> _Given task_
Count how many of the lines below contain the word "blue". Reply with the number alone.

> _Entries provided_
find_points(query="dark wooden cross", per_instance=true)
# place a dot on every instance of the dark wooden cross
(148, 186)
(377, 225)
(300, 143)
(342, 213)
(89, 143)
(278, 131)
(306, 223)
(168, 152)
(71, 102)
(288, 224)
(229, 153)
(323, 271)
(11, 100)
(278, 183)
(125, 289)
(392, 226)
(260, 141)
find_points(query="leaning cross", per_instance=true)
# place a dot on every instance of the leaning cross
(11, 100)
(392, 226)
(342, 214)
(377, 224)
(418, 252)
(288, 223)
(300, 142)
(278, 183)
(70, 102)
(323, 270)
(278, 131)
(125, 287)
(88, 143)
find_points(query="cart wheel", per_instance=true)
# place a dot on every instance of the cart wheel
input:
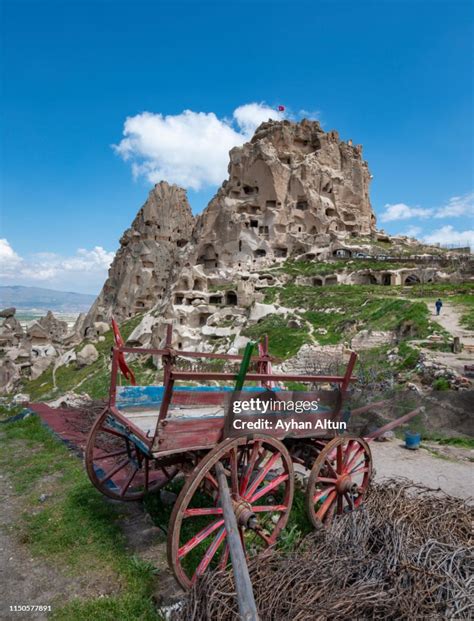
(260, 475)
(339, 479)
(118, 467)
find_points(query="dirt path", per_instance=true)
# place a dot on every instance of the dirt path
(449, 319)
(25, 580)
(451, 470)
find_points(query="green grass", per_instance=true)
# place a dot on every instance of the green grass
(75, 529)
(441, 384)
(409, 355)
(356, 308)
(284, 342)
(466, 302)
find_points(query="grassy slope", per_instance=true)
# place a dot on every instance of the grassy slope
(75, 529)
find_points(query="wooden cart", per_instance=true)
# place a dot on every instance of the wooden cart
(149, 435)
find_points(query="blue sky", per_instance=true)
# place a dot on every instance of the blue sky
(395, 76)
...
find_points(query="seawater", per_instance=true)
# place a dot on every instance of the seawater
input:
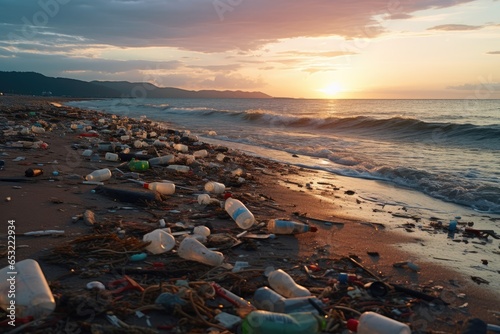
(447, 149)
...
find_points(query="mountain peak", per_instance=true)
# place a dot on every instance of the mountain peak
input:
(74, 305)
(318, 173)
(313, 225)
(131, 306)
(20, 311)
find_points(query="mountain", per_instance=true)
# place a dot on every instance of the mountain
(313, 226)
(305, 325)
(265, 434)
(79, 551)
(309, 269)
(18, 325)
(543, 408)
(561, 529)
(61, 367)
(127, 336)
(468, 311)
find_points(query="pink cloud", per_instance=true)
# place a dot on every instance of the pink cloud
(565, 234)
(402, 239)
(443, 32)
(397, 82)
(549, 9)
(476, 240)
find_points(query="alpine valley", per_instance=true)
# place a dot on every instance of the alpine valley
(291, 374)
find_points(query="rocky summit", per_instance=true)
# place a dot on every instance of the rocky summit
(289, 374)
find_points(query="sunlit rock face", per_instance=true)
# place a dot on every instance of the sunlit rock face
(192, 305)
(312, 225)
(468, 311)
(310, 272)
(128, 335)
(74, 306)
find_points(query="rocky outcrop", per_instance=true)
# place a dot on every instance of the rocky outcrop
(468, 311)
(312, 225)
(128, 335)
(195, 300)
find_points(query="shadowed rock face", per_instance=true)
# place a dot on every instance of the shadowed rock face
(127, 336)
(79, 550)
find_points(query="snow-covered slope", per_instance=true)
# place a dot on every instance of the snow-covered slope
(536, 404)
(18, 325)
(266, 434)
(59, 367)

> _Exercise result_
2